### Supplied text
================================

At the Black Hat Asia 2023 cyber security conference, to be held in Singapore from May 11th to 12th, everyone will be talking about the security, privacy, and intellectual property implications of artificial intelligence (AI) developed software. Some organisations will be considering writing policies, some companies have simply banned ChatGPT on their networks and others will be blissfully unaware of the security and licensing implications of it’s use.
It’s simply too late. The genie is out of the bottle and your software developers are already using it! And why not, artificial intelligence (AI) large language model (LLM) tools can write software code in seconds, saving what would take a human-being hours, if not days.
Using AI for software development could pose problems
The important thing to know is that, by their nature, all large language model tools have been trained using Open-Source repositories and data-sets. Therefore, if your developers have used any artificial intelligence to help them speed up their jobs, then there will be Open Source components or sub-components (Snippets) in your organisation’s software.
Basically, an AI tool will recommend a code snippet to implement a common function and that snippet is, in turn, likely to be replicated and become commonly used in your firm. If a vulnerability is discovered in that snippet, then it becomes essentially a systemic risk throughout many firms. Thus, introducing the potential to scale vulnerable code far and wide.
One of the most crucial steps firms should take to keep safe, is automatically maintaining a Software Bill of Materials that also understands and tracks Open-Source snippets, like Synopsys’ Black Duck Software Composition Analysis (SCA) tech. Another consideration relating to AI-generated code, is the output often lacks important licensing information.
At Synopsys, a group of our researchers recently explored the quality of code written by GitHub’s generative artificial intelligence development tool Copilot (created in partnership with OpenAI). The result? The output that Copilot yielded didn’t catch any open -source licensing conflicts and only limited vulnerability information. Failing to comply with open-source licenses could ultimately be very costly to an organisation – depending on the license requirements.
One of the most famous referencing points of a costly compliance snag is Cisco, which failed to comply with requirements of GNU’s General Public License, under which its Linux routers and other open source software programs were distributed. After the Free Software Foundation brought a lawsuit, Cisco was forced to make that source code public. The amount of money it cost Cisco was never disclosed, but experts say it was substantial.

================================

### Exercise instructions
- A) Print the passage of the article on AI-generated code from "One of the most crucial" to "important licensing information.".
- B) Answer these about the article on AI-generated code:
(i) In which city is Black Hat Asia 2023 held, and on what dates?
(ii) Which GitHub tool did the Synopsys researchers examine?
(iii) What was Cisco forced to do after the Free Software Foundation's lawsuit?
Rely only on the article on AI-generated code.

### Entries provided
================================

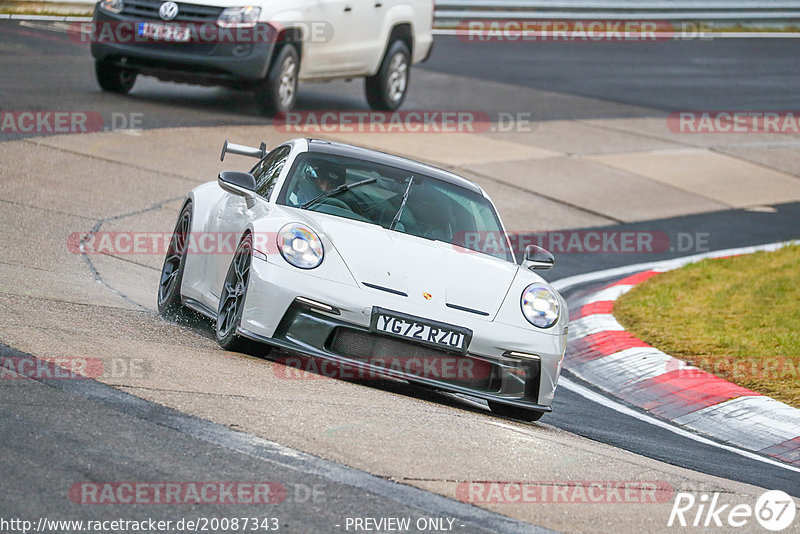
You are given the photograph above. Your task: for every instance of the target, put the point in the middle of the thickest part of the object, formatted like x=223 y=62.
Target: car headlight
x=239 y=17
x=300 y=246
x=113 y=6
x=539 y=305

================================

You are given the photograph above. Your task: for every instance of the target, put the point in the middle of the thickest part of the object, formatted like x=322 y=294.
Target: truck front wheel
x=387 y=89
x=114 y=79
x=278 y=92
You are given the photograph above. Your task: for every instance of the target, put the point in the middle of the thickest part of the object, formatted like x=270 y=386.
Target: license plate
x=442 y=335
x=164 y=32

================================

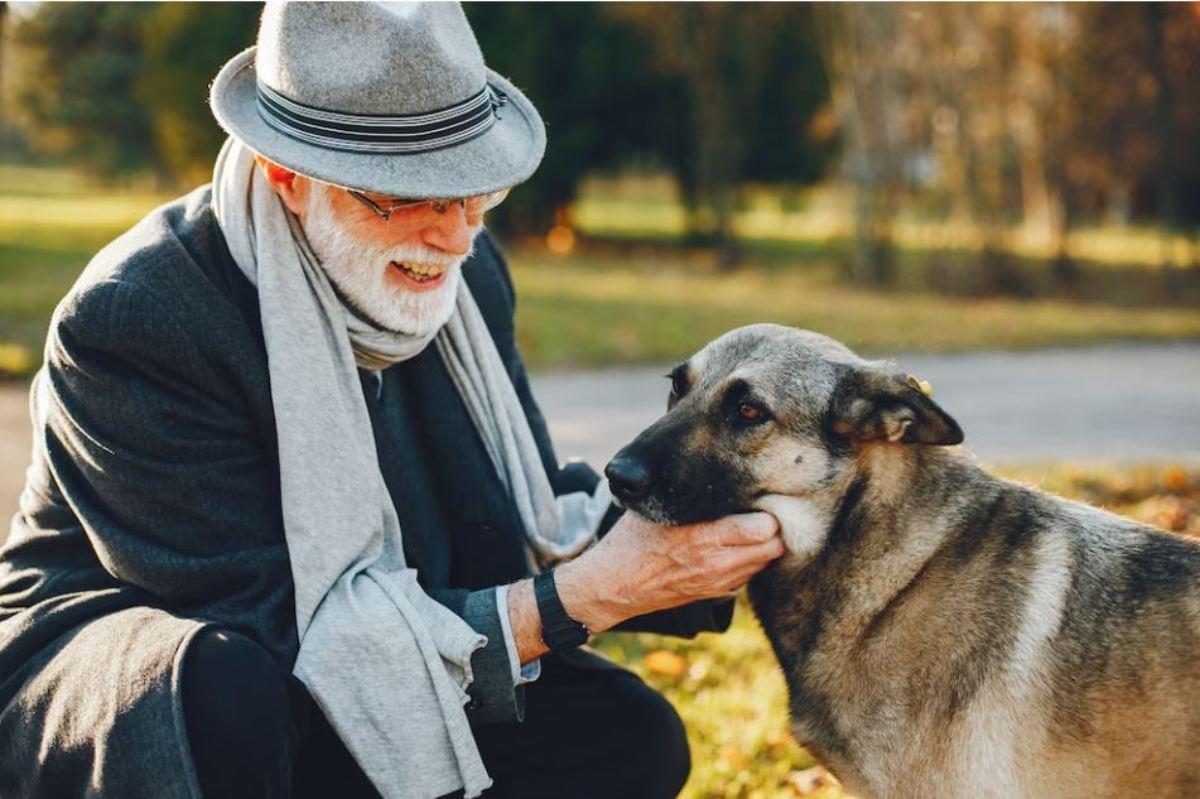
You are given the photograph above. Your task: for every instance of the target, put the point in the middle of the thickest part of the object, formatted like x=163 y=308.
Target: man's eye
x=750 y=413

================================

### Expected outputs
- A)
One of the most crucial steps firms should take to keep safe, is automatically maintaining a Software Bill of Materials that also understands and tracks Open-Source snippets, like Synopsys’ Black Duck Software Composition Analysis (SCA) tech. Another consideration relating to AI-generated code, is the output often lacks important licensing information.

- B)
(i) Singapore, May 11th to 12th.
(ii) Copilot.
(iii) Make the source code public.